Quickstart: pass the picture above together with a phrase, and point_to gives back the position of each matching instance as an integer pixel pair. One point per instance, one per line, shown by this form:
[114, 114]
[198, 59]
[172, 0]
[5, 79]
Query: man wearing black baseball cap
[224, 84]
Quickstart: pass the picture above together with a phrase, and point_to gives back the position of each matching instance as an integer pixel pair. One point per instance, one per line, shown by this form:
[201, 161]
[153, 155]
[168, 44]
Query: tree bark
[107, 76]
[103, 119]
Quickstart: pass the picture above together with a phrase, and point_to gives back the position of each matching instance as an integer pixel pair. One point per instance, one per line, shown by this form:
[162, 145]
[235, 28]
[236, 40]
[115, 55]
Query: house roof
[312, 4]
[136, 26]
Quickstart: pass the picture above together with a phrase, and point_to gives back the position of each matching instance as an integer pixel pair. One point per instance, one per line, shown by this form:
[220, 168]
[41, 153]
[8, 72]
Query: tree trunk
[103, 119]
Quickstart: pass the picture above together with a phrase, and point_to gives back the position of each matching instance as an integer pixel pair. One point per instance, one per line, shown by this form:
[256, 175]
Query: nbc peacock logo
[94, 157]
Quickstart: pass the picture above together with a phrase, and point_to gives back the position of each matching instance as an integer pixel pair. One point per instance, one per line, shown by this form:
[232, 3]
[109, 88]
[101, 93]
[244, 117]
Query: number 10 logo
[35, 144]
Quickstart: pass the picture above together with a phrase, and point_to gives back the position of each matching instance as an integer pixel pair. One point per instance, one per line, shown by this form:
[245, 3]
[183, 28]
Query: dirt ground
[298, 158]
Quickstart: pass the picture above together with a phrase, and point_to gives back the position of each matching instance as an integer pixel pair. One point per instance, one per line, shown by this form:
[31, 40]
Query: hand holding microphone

..........

Written problem:
Copy the entries above exactly, leaving none out.

Answer to the task:
Quickstart: pass the picture above together with a phrase, and point_to gives back the position of each matching instance as an integer pixel pair. One point per instance, one per line, shown by this form:
[114, 114]
[198, 59]
[172, 0]
[5, 79]
Query: man wearing black baseball cap
[224, 84]
Quickstart: pass the picture above together with a phrase, and point_to gives back the position of each matching instance as an integer pixel pair. One point per instance, one per line, shown by this form:
[201, 161]
[153, 155]
[168, 44]
Query: tree bark
[107, 76]
[103, 119]
Quickstart: pass the picture above together with a phrase, and point_to gives back the position of each matching instance as an integer pixel pair. One point per instance, one per line, shown by this form:
[162, 145]
[235, 28]
[236, 40]
[115, 55]
Query: house roof
[312, 4]
[136, 26]
Quickstart: pass the picture above together with a phrase, and point_to gives back the position of each matching instance as an integer pixel pair. One point per instance, one per line, shown by this form:
[220, 168]
[41, 153]
[8, 72]
Query: tree trunk
[103, 119]
Quickstart: pass the picture above together with a phrase, and point_to gives back the position of each matching instance as an integer pixel pair. One point per instance, one per line, shown by this form:
[256, 175]
Query: nbc peacock logo
[94, 157]
Quickstart: pass the picture above together with a phrase, and point_to gives back the position of each matching instance as an integer pixel pair. One point per instance, one per line, shown by this form:
[232, 3]
[109, 88]
[101, 93]
[244, 117]
Query: number 10 logo
[35, 144]
Quickstart: pass the picture above together with a phrase, and point_to gives back the position of each matching instance as an integer pixel pair. One point per instance, one per line, shown by this form:
[245, 3]
[183, 28]
Query: dirt ground
[298, 158]
Quickstart: pass the picture above together with a phrase, and point_to gives back the position of each matching instance as an integer pixel pair. One point per instance, one per line, shown by this form:
[31, 40]
Query: hand holding microphone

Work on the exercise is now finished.